Exercise details:
Convert the entries below into a Markdown table with the columns No. and Text, giving each nonblank line its own numbered row. Leave the pictures out of the table.

Source entries:
■ ■ ■ ■ ■ ■ ■

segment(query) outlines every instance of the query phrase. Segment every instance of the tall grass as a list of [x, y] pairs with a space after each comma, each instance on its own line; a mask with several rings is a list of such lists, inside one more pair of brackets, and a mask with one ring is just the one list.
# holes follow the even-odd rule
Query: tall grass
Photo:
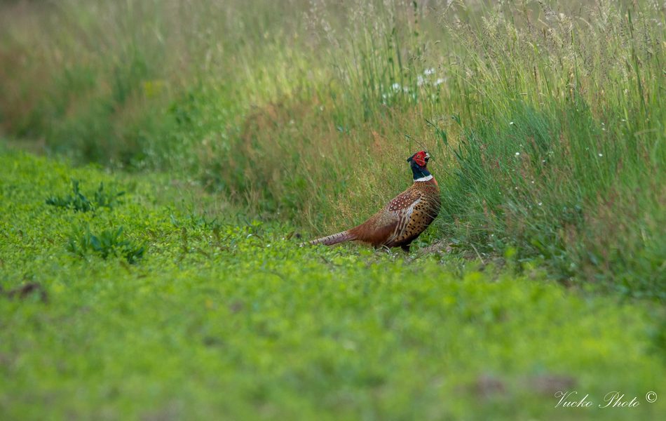
[[409, 183], [407, 134], [430, 239], [666, 298], [663, 5], [250, 3], [3, 6], [2, 127], [313, 232]]

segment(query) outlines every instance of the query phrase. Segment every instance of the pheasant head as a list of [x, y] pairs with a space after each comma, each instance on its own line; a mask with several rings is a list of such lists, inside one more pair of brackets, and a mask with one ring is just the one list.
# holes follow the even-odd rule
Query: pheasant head
[[412, 173], [414, 175], [414, 181], [428, 181], [433, 178], [433, 175], [426, 168], [430, 159], [430, 156], [426, 151], [419, 151], [407, 158], [407, 162], [412, 166]]

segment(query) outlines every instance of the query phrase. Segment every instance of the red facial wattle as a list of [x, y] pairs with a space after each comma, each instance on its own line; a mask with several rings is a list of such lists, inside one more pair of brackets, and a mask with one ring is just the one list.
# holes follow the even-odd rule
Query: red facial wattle
[[426, 166], [426, 152], [423, 151], [416, 152], [413, 159], [419, 166]]

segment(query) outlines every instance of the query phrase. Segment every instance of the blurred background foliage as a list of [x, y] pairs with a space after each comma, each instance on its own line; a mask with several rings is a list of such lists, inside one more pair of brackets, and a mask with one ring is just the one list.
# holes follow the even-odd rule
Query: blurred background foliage
[[442, 189], [423, 241], [662, 300], [665, 17], [648, 0], [3, 1], [0, 126], [313, 234], [408, 185], [407, 134]]

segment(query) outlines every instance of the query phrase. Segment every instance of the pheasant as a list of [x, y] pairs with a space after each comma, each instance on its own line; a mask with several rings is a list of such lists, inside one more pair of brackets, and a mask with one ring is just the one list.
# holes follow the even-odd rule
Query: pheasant
[[426, 168], [430, 155], [420, 151], [409, 156], [414, 184], [398, 194], [370, 219], [360, 225], [312, 240], [310, 244], [332, 246], [345, 241], [360, 241], [381, 247], [400, 247], [409, 251], [409, 245], [437, 217], [441, 204], [440, 187]]

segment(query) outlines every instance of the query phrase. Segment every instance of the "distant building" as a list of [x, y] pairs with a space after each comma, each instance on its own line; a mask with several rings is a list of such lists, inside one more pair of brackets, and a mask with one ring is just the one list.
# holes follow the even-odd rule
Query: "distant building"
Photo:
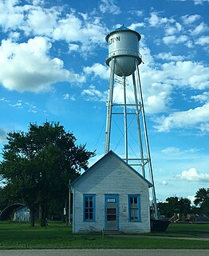
[[26, 206], [22, 206], [14, 211], [14, 221], [19, 222], [30, 222], [30, 210]]
[[150, 232], [151, 186], [109, 151], [70, 185], [73, 232]]

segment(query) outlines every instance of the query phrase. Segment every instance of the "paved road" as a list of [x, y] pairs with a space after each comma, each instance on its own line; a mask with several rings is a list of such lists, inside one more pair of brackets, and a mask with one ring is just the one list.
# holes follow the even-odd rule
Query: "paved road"
[[1, 256], [208, 256], [209, 250], [6, 250]]

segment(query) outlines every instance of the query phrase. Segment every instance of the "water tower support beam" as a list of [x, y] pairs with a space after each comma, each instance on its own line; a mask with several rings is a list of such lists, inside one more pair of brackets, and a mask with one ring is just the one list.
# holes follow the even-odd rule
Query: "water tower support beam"
[[110, 62], [110, 81], [108, 89], [108, 98], [107, 102], [107, 122], [105, 131], [105, 154], [107, 154], [109, 151], [115, 66], [116, 59], [115, 58], [113, 58], [112, 60]]
[[[136, 65], [137, 65], [137, 62], [136, 62]], [[144, 154], [143, 154], [143, 146], [142, 146], [142, 139], [141, 139], [141, 131], [140, 131], [140, 110], [139, 110], [139, 102], [137, 99], [137, 90], [136, 85], [136, 78], [134, 73], [132, 74], [132, 82], [133, 82], [133, 92], [134, 92], [134, 98], [135, 98], [135, 106], [136, 106], [136, 123], [137, 123], [137, 132], [139, 136], [139, 143], [140, 143], [140, 158], [141, 158], [141, 169], [143, 177], [145, 178], [145, 171], [144, 171]]]
[[152, 184], [152, 190], [153, 204], [154, 204], [154, 209], [155, 209], [155, 213], [154, 214], [155, 214], [155, 218], [158, 219], [158, 210], [157, 210], [157, 204], [156, 204], [156, 190], [155, 190], [152, 167], [152, 163], [151, 163], [151, 156], [150, 156], [150, 151], [149, 151], [148, 138], [147, 126], [146, 126], [145, 114], [144, 114], [144, 102], [143, 102], [143, 97], [142, 97], [142, 90], [141, 90], [141, 84], [140, 84], [140, 71], [139, 71], [138, 66], [136, 66], [136, 70], [137, 70], [137, 75], [138, 75], [138, 81], [139, 81], [139, 92], [140, 92], [140, 103], [141, 103], [141, 114], [142, 114], [142, 120], [143, 120], [143, 125], [144, 125], [144, 135], [145, 135], [145, 143], [146, 143], [148, 158], [149, 159], [149, 161], [148, 161], [149, 174], [150, 174], [151, 183]]
[[127, 129], [127, 106], [126, 106], [126, 86], [125, 86], [125, 77], [123, 77], [124, 82], [124, 153], [125, 153], [125, 162], [128, 163], [128, 129]]

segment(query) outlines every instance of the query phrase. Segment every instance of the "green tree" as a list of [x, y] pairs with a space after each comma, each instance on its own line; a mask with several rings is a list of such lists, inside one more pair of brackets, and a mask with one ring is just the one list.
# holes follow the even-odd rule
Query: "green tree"
[[158, 207], [162, 215], [170, 218], [175, 214], [185, 216], [191, 213], [191, 201], [188, 198], [178, 198], [176, 196], [166, 198], [166, 202], [159, 202]]
[[7, 139], [1, 174], [29, 206], [30, 226], [34, 226], [37, 207], [44, 226], [51, 198], [65, 201], [69, 180], [88, 168], [95, 152], [88, 151], [85, 145], [76, 145], [73, 133], [54, 122], [30, 123], [27, 132], [9, 133]]
[[200, 206], [199, 212], [209, 216], [209, 188], [200, 188], [195, 198], [195, 205]]

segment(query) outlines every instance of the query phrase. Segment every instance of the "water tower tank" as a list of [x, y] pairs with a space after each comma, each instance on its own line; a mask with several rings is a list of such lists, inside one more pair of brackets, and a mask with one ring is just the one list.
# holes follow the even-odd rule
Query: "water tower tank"
[[108, 43], [108, 56], [106, 64], [111, 65], [116, 60], [115, 74], [127, 77], [136, 70], [136, 59], [138, 65], [141, 63], [139, 53], [140, 34], [122, 26], [115, 31], [110, 32], [105, 38]]

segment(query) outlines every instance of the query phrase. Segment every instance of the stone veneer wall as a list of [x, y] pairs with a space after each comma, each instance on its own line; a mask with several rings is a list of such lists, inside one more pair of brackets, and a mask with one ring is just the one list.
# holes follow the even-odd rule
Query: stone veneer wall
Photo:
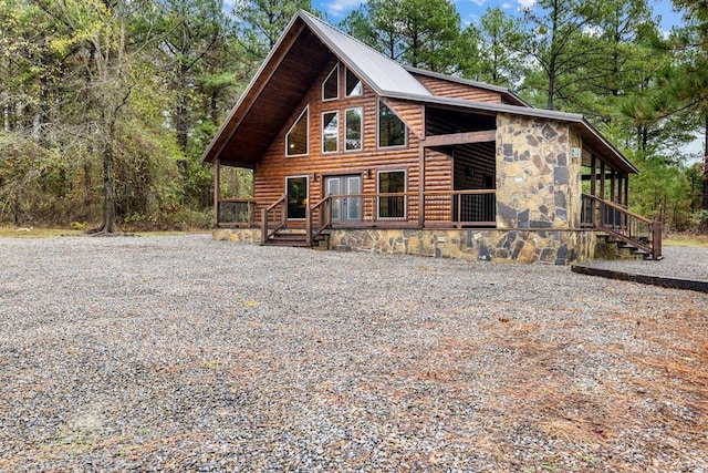
[[[496, 229], [333, 229], [330, 249], [566, 265], [593, 258], [596, 235], [580, 230], [580, 136], [565, 123], [497, 116]], [[215, 232], [259, 243], [258, 229]]]
[[498, 114], [498, 228], [576, 228], [581, 162], [571, 145], [579, 141], [565, 123]]
[[486, 261], [568, 265], [592, 259], [594, 232], [333, 229], [330, 249]]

■ ■ ■ ■ ■ ■ ■

Complete response:
| No. | Text |
|---|---|
| 1 | segment(query) outlines every instance of the query phrase. Segment every instance of the tall grass as a list of [x, y] pairs with a space after each comma, each instance on its own line; a mask with several rings is a list of such lists, inside one more pair of brackets, and a mask with one ring is just the one list. |
| 2 | # holes follow the even-odd rule |
| 3 | Query: tall grass |
| 4 | Photo: |
| 5 | [[409, 183], [407, 134], [430, 239], [666, 298], [663, 5], [250, 3], [3, 6], [2, 127], [313, 232]] |
| 6 | segment(query) outlines every instance of the query phrase. Segment every instance of the pheasant head as a list of [x, y] pairs with a space after each comma, each instance on its own line; a mask with several rings is a list of such lists, inside one more pair of brackets, and a mask with one ring is just the one list. |
| 7 | # holes follow the even-odd rule |
| 8 | Query: pheasant head |
| 9 | [[412, 173], [414, 175], [414, 181], [428, 181], [433, 178], [433, 175], [426, 168], [430, 159], [430, 156], [426, 151], [419, 151], [407, 158], [407, 162], [412, 166]] |
| 10 | segment(query) outlines every instance of the query phrase. Segment every instance of the red facial wattle as a list of [x, y] pairs with a space after each comma, each instance on its own line; a mask with several rings is a list of such lists, inside one more pair of brackets, and a mask with one ring is just the one list. |
| 11 | # holes follow the even-odd rule |
| 12 | Query: red facial wattle |
| 13 | [[426, 166], [426, 152], [423, 151], [416, 152], [413, 159], [419, 166]] |
| 14 | segment(query) outlines every instance of the query phrase. Segment every instance of the blurred background foliage as a list of [x, y] pairs with a space after each comma, each instance on its own line; a mask with several rings is a list of such lists, inside one more pair of brackets, and a mask with one ring is just the one list. |
| 15 | # holes follow the even-odd rule |
| 16 | Query: blurred background foliage |
| 17 | [[442, 189], [423, 241], [662, 300], [665, 17], [648, 0], [3, 1], [0, 126], [313, 234], [408, 185], [407, 134]] |
| 18 | segment(query) outlines every instance of the query phrase. Segment every instance of the pheasant as a list of [x, y] pairs with a space after each comma, each instance on its own line; a mask with several rings is a list of such lists, inside one more pair of brackets, and a mask with one ring is just the one list. |
| 19 | # holes follow the even-odd rule |
| 20 | Query: pheasant |
| 21 | [[426, 168], [430, 155], [420, 151], [409, 156], [414, 184], [398, 194], [370, 219], [360, 225], [312, 240], [310, 244], [332, 246], [345, 241], [360, 241], [381, 247], [400, 247], [409, 251], [409, 245], [437, 217], [441, 204], [440, 187]] |
| 22 | segment(query) outlines every instance of the query phrase. Segment every instance of the "distant building" as a list of [x, y] pairs with a space after each comma, each instance on its own line; a mask with several rings is a list of such lists, inside one more pair of brackets, and a mask with one ring is just the one list. |
| 23 | # holes follow the even-odd rule |
| 24 | Query: "distant building" |
| 25 | Photo: |
| 26 | [[26, 206], [22, 206], [14, 211], [14, 221], [19, 222], [30, 222], [30, 210]] |
| 27 | [[150, 232], [151, 186], [109, 151], [70, 185], [73, 232]] |
| 28 | segment(query) outlines every instance of the query phrase. Segment every instance of the "paved road" as a list of [x, y] pairs with a space after each comma, each instance on its own line; a mask with several rings is a list of such lists, inside one more pair of brackets, and a mask with one ring is just the one list. |
| 29 | # holes follow the even-odd rule |
| 30 | Query: "paved road" |
| 31 | [[1, 256], [208, 256], [209, 250], [6, 250]] |
| 32 | segment(query) outlines every instance of the query phrase. Segment every instance of the "water tower support beam" as a list of [x, y] pairs with a space after each comma, each instance on its own line; a mask with several rings is a list of such lists, inside one more pair of brackets, and a mask with one ring is just the one list. |
| 33 | # holes follow the even-odd rule |
| 34 | Query: "water tower support beam" |
| 35 | [[110, 62], [110, 81], [108, 89], [108, 98], [107, 102], [107, 122], [105, 131], [105, 154], [107, 154], [109, 151], [115, 66], [116, 59], [115, 58], [113, 58], [112, 60]] |
| 36 | [[[136, 65], [137, 65], [137, 62], [136, 62]], [[144, 154], [143, 154], [143, 146], [142, 146], [142, 139], [141, 139], [141, 131], [140, 131], [140, 110], [139, 110], [139, 102], [137, 99], [137, 90], [136, 85], [136, 78], [134, 73], [132, 74], [132, 82], [133, 82], [133, 92], [134, 92], [134, 98], [135, 98], [135, 106], [136, 106], [136, 123], [137, 123], [137, 132], [139, 136], [139, 143], [140, 143], [140, 158], [141, 158], [141, 169], [143, 177], [145, 178], [145, 171], [144, 171]]] |
| 37 | [[152, 184], [152, 190], [153, 204], [154, 204], [154, 209], [155, 209], [155, 213], [154, 214], [155, 214], [155, 218], [158, 219], [158, 210], [157, 210], [157, 204], [156, 204], [156, 190], [155, 190], [152, 167], [152, 163], [151, 163], [151, 156], [150, 156], [150, 151], [149, 151], [148, 138], [147, 126], [146, 126], [145, 114], [144, 114], [144, 102], [143, 102], [143, 97], [142, 97], [142, 90], [141, 90], [141, 84], [140, 84], [140, 71], [139, 71], [138, 66], [136, 66], [136, 70], [137, 70], [137, 75], [138, 75], [138, 81], [139, 81], [139, 92], [140, 92], [140, 103], [141, 103], [141, 114], [142, 114], [142, 120], [143, 120], [143, 125], [144, 125], [144, 135], [145, 135], [145, 143], [146, 143], [148, 158], [149, 159], [149, 161], [148, 161], [149, 174], [150, 174], [151, 183]] |
| 38 | [[127, 129], [127, 106], [126, 106], [126, 86], [125, 86], [125, 77], [123, 77], [124, 82], [124, 153], [125, 153], [125, 162], [128, 163], [128, 129]] |
| 39 | segment(query) outlines every instance of the query phrase. Segment every instance of the "green tree" as a list of [x, y] pairs with a space after each comma, each instance on its own line; a mask with several rings is a list of such lists, inside one more pair of brackets, and a mask with one ring is just the one list. |
| 40 | # holes follow the even-odd rule |
| 41 | Query: "green tree" |
| 42 | [[158, 207], [162, 215], [170, 218], [175, 214], [185, 216], [191, 213], [191, 201], [188, 198], [178, 198], [176, 196], [166, 198], [166, 202], [159, 202]] |
| 43 | [[7, 139], [1, 174], [29, 206], [30, 226], [34, 226], [37, 207], [44, 226], [51, 198], [65, 201], [69, 180], [88, 168], [95, 152], [88, 151], [85, 145], [76, 145], [73, 133], [54, 122], [30, 123], [27, 132], [9, 133]] |
| 44 | [[200, 206], [199, 212], [209, 216], [209, 188], [200, 188], [195, 198], [195, 205]] |
| 45 | segment(query) outlines every instance of the query phrase. Segment every instance of the "water tower tank" as a list of [x, y] pairs with a space after each comma, each instance on its own line; a mask with several rings is a list of such lists, inside one more pair of brackets, and a mask with one ring is just the one list. |
| 46 | # holes follow the even-odd rule |
| 47 | Query: "water tower tank" |
| 48 | [[108, 43], [108, 56], [106, 64], [111, 65], [116, 60], [115, 74], [127, 77], [136, 70], [136, 59], [138, 65], [141, 63], [139, 53], [140, 34], [122, 26], [115, 31], [110, 32], [105, 38]] |
| 49 | segment(query) outlines every instance of the query phrase. Segment every instance of the stone veneer wall as a list of [x, y] pairs with a space after each comma, each instance on its own line; a mask with several rings is a list of such lists, inside one more pair of brackets, and a mask with one ring is just the one list. |
| 50 | # holes follow the even-odd rule |
| 51 | Query: stone veneer wall |
| 52 | Photo: |
| 53 | [[[496, 229], [333, 229], [330, 249], [566, 265], [593, 258], [596, 235], [580, 230], [580, 136], [565, 123], [497, 116]], [[215, 232], [259, 243], [258, 229]]] |
| 54 | [[498, 114], [498, 228], [576, 228], [581, 162], [571, 145], [579, 141], [565, 123]] |
| 55 | [[486, 261], [568, 265], [592, 259], [594, 232], [333, 229], [330, 249]] |